Copy out the items below, replacing "annotate" with "mark" and changing nothing else.

-- begin Dataset content --

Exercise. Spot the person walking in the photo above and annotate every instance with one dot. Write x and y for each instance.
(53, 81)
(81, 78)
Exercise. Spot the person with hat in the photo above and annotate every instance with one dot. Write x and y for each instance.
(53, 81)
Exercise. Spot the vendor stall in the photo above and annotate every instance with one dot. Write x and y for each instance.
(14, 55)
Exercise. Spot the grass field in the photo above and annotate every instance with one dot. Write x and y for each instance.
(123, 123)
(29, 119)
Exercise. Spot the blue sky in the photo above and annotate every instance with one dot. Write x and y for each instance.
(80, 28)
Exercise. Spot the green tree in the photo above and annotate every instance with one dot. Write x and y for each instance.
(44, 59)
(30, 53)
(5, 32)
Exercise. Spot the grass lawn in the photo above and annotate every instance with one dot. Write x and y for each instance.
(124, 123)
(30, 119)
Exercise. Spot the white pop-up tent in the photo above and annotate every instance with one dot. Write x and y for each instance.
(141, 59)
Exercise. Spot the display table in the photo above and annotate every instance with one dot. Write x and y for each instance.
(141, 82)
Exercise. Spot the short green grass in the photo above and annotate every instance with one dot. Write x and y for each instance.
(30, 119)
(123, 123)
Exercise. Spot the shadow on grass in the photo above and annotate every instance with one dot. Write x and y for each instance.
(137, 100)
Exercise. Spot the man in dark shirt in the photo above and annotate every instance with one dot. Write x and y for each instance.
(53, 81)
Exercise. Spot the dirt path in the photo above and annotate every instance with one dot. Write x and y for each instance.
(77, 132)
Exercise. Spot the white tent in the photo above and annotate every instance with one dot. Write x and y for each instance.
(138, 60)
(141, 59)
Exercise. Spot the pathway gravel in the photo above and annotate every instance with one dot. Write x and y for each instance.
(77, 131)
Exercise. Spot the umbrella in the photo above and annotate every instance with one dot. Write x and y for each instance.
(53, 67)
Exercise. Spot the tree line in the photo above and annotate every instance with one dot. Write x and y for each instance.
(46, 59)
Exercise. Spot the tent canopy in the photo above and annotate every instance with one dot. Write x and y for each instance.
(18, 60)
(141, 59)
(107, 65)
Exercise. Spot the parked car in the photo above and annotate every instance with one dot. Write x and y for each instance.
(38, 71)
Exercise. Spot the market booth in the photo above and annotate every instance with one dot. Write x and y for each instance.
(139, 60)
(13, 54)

-- end Dataset content --

**The completed task:**
Exercise. Spot the person walking in the photo above and mark every instance with one dot. Write x and y for each instance.
(53, 81)
(81, 78)
Exercise. Spot the person with hat in the photo above and mark every instance with one dot. Write x and y for each instance.
(53, 81)
Exercise. Spot the vendor stall in the photo above and mark every instance with one dot. Write x and y for each instance.
(14, 55)
Exercise. Spot the grass field in the photo above and mark every instance with one dot. Write x and y for each instance.
(123, 123)
(29, 119)
Exercise. Spot the blue sky in the photo above and mark every instance with one dot. Write x and y for each instance.
(80, 28)
Exercise. Spot the green tree in the photo above and mark every instance with one dot. Write x and y for each instance.
(44, 59)
(30, 53)
(5, 32)
Exercise. Spot the grass lawn in the photo above and mark every instance with one dot. Write x and y for each instance.
(124, 123)
(30, 119)
Exercise. Spot the white pop-up tent in the photo above and mark every instance with one dot. Write x and y for each instance.
(141, 59)
Exercise. Spot the display table in the photo above and mark every instance with one dot. Write x and y for each instance.
(141, 82)
Exercise. Spot the short green grass in the photo above and mark every instance with one dot. Write x and y for each instance.
(30, 119)
(123, 123)
Exercise. Spot the shadow on grass in the photo above and mark every instance with one dot. Write x and y for each instance.
(137, 100)
Exercise. Spot the man in dark shirt in the photo above and mark every instance with one dot. Write x and y for each instance.
(53, 81)
Exercise. Spot the dirt path in the photo above and mark every instance with one dot. Write x and y for each instance.
(77, 132)
Exercise. Spot the white tent in the photo above and mark every instance with one dot. Write x and y for each instance.
(138, 60)
(141, 59)
Exercise. Spot the pathway gravel in the photo above and mark every instance with one dot. Write x and y for each instance.
(77, 131)
Exercise. Spot the umbrella in the photo above and mark every instance with one dot. Write x and y for each instance.
(53, 67)
Exercise. Spot the tree line in the photo above and mark every instance with one dot. Write x and y for each instance.
(46, 59)
Exercise. Spot the tent canopy in the photo above and mark every instance with one dot. Write x and y for each instance.
(18, 60)
(141, 59)
(107, 65)
Exercise. Spot the parked car in the photo above and mark every instance with one dot. Write x and y for each instance.
(38, 71)
Exercise. Spot the market booth in the photo above and mark every instance with one dot. Write x and y for each instance.
(139, 60)
(13, 54)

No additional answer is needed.